(Data excerpts)
========================================================================
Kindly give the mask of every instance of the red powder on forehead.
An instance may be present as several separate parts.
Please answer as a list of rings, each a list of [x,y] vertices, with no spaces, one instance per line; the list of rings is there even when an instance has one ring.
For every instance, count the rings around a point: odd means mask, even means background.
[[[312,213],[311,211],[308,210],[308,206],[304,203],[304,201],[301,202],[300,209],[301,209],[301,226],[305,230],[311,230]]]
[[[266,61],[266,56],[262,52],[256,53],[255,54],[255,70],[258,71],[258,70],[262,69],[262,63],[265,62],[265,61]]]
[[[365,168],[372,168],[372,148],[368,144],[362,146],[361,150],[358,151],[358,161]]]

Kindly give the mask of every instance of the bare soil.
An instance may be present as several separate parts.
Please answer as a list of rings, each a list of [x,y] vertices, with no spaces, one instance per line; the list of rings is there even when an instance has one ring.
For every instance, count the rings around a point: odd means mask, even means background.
========================================================================
- **What is needed**:
Transcribe all of the lines in the records precisely.

- **Finished task**:
Kindly give the mask of every instance of the red powder on forehead.
An instance may be present as several separate parts.
Please answer as a list of rings, each a list of [x,y] vertices, with no spaces, one instance per line; the list of rings is there even when an instance has one ring.
For every instance, count the rings around a point: odd means mask, even means background.
[[[312,213],[311,211],[308,210],[308,206],[304,203],[304,201],[301,202],[300,209],[301,209],[301,226],[305,230],[311,230]]]
[[[266,61],[266,56],[262,52],[256,53],[255,54],[255,70],[258,71],[258,70],[262,69],[262,63],[265,62],[265,61]]]
[[[365,168],[372,168],[372,148],[368,144],[362,146],[361,150],[358,151],[358,161]]]

Kindly give the mask of every instance of the bare soil.
An instance may be present as several separate parts.
Please answer as a list of rings, each a list of [x,y] vertices, with no spaces, one instance per line; the list of rings is there even when an instance has one ring.
For every instance, count the rings around a point: odd means mask, even means background.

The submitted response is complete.